- _Work instructions_
Express the lines from the line with "Segmentation: for the" to the line with "box: [544, 315, 580, 382]" as a numbered list, both ends included and blank lines omitted.

(Excerpted records Opens)

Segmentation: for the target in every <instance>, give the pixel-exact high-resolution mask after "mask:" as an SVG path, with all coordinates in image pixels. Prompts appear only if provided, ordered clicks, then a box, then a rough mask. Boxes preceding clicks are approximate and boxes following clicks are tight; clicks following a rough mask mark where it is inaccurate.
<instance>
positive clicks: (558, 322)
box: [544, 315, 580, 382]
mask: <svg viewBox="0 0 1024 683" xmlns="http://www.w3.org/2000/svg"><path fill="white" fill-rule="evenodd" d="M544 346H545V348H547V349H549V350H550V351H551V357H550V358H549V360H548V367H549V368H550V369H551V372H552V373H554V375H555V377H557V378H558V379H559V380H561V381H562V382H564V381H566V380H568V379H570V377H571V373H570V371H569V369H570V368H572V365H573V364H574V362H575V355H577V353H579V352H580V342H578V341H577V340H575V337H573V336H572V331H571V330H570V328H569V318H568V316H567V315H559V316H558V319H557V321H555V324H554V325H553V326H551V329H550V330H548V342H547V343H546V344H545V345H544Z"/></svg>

(Excerpted records Closes)
(Excerpted records Opens)

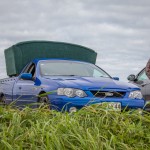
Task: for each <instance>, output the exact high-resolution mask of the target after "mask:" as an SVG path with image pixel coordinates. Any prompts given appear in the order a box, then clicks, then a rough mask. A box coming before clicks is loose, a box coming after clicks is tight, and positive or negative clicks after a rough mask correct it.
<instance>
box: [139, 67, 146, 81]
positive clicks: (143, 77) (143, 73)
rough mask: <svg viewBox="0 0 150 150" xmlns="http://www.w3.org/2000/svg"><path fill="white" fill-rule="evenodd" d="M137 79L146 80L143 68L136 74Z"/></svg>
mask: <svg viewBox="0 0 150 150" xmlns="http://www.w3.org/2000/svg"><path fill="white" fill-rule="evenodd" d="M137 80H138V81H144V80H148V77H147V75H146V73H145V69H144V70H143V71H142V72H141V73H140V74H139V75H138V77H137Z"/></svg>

(Excerpted records Closes)

- _Exercise answer_
1. Segmentation: for the target in every <instance>, give the pixel-exact high-resolution mask after "mask:" as an SVG path, with all coordinates in image pixels. Prompts appear only if provided, ordered clicks, then a box, then a rough mask. Boxes preceding clicks are approximate and boxes following clicks are tight; clicks following a rough mask mark where it is inaccurate.
2. <instance>
3. positive clicks: (558, 322)
4. box: [544, 315, 580, 382]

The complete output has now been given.